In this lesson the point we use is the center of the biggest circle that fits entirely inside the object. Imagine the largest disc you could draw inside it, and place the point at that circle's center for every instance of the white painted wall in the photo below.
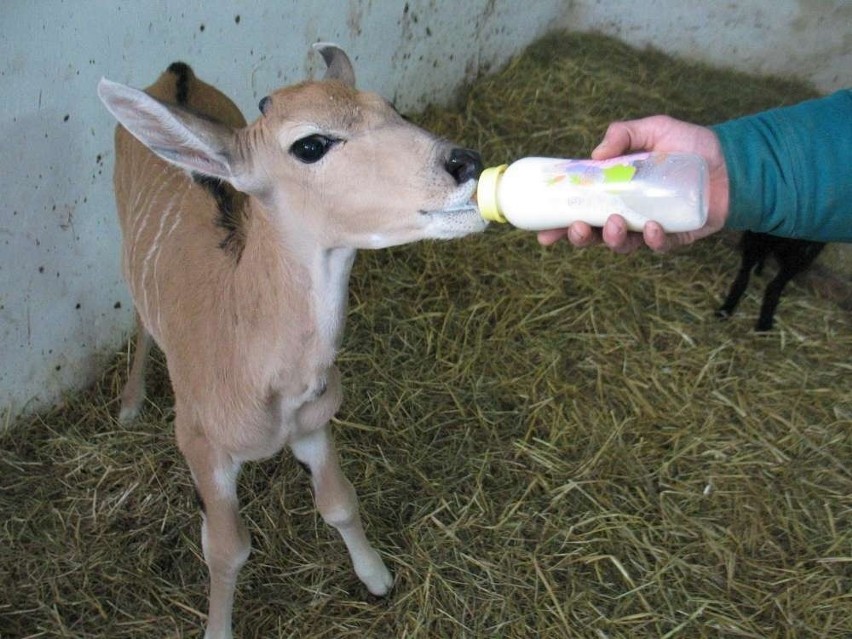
(63, 306)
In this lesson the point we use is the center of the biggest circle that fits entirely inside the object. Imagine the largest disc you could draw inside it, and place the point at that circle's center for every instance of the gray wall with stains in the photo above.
(63, 307)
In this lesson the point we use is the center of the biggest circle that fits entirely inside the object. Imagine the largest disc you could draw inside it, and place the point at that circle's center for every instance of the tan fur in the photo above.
(250, 330)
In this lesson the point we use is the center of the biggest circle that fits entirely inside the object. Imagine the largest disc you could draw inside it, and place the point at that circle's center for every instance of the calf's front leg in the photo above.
(224, 538)
(334, 495)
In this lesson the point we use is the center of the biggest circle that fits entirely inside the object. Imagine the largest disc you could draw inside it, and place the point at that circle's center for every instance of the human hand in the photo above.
(656, 133)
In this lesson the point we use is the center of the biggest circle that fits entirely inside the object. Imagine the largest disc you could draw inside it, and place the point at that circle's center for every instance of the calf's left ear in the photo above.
(338, 63)
(176, 135)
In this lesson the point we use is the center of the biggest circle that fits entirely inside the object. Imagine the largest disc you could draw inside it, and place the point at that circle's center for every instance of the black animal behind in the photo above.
(793, 257)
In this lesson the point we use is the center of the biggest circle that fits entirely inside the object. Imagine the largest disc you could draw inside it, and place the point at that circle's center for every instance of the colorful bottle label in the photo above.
(587, 172)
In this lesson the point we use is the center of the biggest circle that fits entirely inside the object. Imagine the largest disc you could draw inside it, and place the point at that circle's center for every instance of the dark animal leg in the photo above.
(737, 288)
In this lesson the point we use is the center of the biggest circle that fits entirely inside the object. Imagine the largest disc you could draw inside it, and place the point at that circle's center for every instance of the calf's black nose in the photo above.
(464, 165)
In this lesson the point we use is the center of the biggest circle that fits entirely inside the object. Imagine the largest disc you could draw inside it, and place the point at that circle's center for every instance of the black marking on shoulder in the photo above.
(183, 72)
(231, 205)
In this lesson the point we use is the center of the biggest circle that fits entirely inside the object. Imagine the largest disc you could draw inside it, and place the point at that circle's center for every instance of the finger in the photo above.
(582, 235)
(655, 237)
(551, 236)
(614, 232)
(631, 135)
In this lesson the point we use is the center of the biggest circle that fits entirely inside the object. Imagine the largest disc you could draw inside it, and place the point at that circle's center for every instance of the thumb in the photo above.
(615, 142)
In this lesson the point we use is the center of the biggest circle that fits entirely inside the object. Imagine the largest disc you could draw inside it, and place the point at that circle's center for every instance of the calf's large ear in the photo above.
(178, 136)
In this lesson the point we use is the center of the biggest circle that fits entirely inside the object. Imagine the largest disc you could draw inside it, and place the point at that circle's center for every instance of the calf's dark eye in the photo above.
(311, 148)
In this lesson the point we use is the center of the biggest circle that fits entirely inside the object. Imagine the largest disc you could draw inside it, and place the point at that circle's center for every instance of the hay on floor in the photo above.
(546, 443)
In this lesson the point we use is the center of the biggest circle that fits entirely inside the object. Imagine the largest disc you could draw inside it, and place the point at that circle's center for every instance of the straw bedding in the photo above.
(546, 442)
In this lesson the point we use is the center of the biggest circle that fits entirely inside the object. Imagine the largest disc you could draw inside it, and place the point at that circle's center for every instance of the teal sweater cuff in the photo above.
(790, 169)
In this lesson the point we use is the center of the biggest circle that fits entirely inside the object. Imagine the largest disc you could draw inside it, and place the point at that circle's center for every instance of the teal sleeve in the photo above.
(790, 169)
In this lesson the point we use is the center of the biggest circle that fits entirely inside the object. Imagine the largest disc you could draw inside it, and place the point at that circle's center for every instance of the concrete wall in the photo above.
(808, 39)
(63, 306)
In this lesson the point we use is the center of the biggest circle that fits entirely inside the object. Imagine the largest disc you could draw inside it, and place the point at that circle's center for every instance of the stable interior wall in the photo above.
(64, 309)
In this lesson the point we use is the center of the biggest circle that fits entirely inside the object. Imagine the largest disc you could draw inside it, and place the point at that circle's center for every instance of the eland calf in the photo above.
(238, 241)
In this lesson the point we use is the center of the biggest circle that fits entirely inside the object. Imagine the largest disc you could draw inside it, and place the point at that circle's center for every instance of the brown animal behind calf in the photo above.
(238, 242)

++++++

**Work instruction**
Return the material above verbatim. Pictures are to be excluded.

**Reply**
In this lesson the point we use is the center of the biggest circle that fits entirely inside the object. Imagine the largest disc you could draw inside it, and place the point at that circle's center for every instance of the white painted wall in the photo below.
(63, 306)
In this lesson the point we use is the center of the biggest circle that fits entirely inside the object. Imagine the largest disc you could draw inside it, and place the point at that circle's center for every instance of the gray wall with stains in the photo above.
(63, 307)
In this lesson the point we use is the center of the biggest circle that fits entirely inside the object. Imagine the largest disc you could draw inside it, and place the point at that circle's center for every instance of the tan fur in the photo above.
(250, 330)
In this lesson the point we use is the center of the biggest circle that fits entirely inside the object. Imagine the largest disc you could draw inside it, and place the point at that circle's center for every instance of the calf's front leg in the photo above.
(224, 538)
(334, 495)
In this lesson the point we use is the center of the biggest circle that fits entirely inside the object. Imagine the largest disc you could draw inside it, and place the point at that circle's center for every instance of the human hand in the photo above.
(656, 133)
In this lesson the point we use is the center of the biggest circle that fits entirely inside the object. Imagine the largest disc you could draw inside it, and place the point at that circle's center for every instance of the calf's left ear in the photo above.
(338, 63)
(176, 135)
In this lesson the point we use is the center of the biggest circle that fits entirely inside the object. Imagine the largest disc you could draw inside it, and place the point at that circle's center for every instance of the black animal behind in the photo above.
(793, 257)
In this lesson the point we use is the center of the biggest circle that fits entirely inside the object. Imagine the largest disc you could draw inside it, and place the point at that circle's center for every instance of the colorful bottle label in the photo above.
(587, 172)
In this lesson the point we use is the center of the biggest circle that fits entirely inside the object. Imagine the largest disc you could draw inside it, and place the point at that circle's center for every instance of the dark animal leg in the photo above.
(737, 288)
In this lesson the point we use is the center of the biggest circle that fits entirely inside the object. Imagine the largest disc you could draw inside it, and place the point at that circle's center for every instance of the calf's black nose in the photo above.
(464, 165)
In this lesson the point we use is the center of the biggest circle that fits entirely inside the object. Imagine the largest disc you could draw inside it, and place the point at that circle's center for every instance of the black marking on shoulder in the photo above.
(183, 72)
(231, 205)
In this lesson the point we use is the center of the biggest circle that fits entirely inside the object. Imagine the largest disc you could draw inside it, and place the point at that circle's center for every instance of the finger in the photo above.
(582, 235)
(655, 237)
(551, 236)
(614, 232)
(631, 135)
In this lesson the point we use is the center of the biggest circle that fits entirely inside the object. Imagine the largest disc you could draw inside it, and place the point at that circle's center for every instance of the thumb in the photo above.
(615, 142)
In this lesson the point we use is the center of the biggest circle that fits entirely inside the object. Imagine the largest disc you could draw inside it, and place the point at that circle's center for every instance of the calf's large ear in the photo above.
(178, 136)
In this lesson the point we use is the center of the biggest circle that fits entirely inside the object. Imagine the largest disc you could draw inside it, and place the point at that circle's center for every instance of the calf's dark eye in the photo above.
(311, 148)
In this lesson the point we use is the center of the biggest circle that fits entirely inside the object. Imagine the largest disc you could draw inside it, and place the point at that circle's center for every instance of the hay on floor in the photo above.
(546, 443)
In this lesson the point we use is the center of the biggest circle that fits entirely inside the object. Imagine the largest disc you could draw inside it, and place the point at that circle's center for every instance of the straw bedding in the photo above.
(546, 442)
In this lesson the point we use is the center of the biggest circle that fits entirely inside the object. Imagine the largest disc you could draw inside it, and place the point at that circle's center for every instance of the teal sweater cuff in the photo above.
(790, 169)
In this lesson the point we use is the center of the biggest circle that fits entirely inside the object. Imagine the largest disc you could draw inside it, and place the point at that circle's center for every instance of the teal sleeve in the photo above.
(790, 169)
In this lesson the point we use is the center of the biggest circle that fits entirely inside the object. Imagine the largest disc you could draw inside it, and place the point at that circle's center for every instance of the concrete wall in the photo above.
(808, 39)
(63, 306)
In this lesson the point we use is the center of the biggest circle that fits entirely inside the object. Imagine the largest disc you could draw inside it, and place the point at that circle's center for every instance of the stable interior wall in the photo above.
(64, 309)
In this lesson the point we use is the center of the biggest circle that fits entirely inside the object. Imagine the largest disc you could draw inside it, and place the point at that circle's center for every instance of the eland calf in the photo above.
(238, 241)
In this lesson the point we use is the center of the biggest circle that fits entirely inside the object. Imagine the largest disc you could draw inside it, and place the point at that circle's center for every instance of the brown animal behind calf in the photo above.
(238, 242)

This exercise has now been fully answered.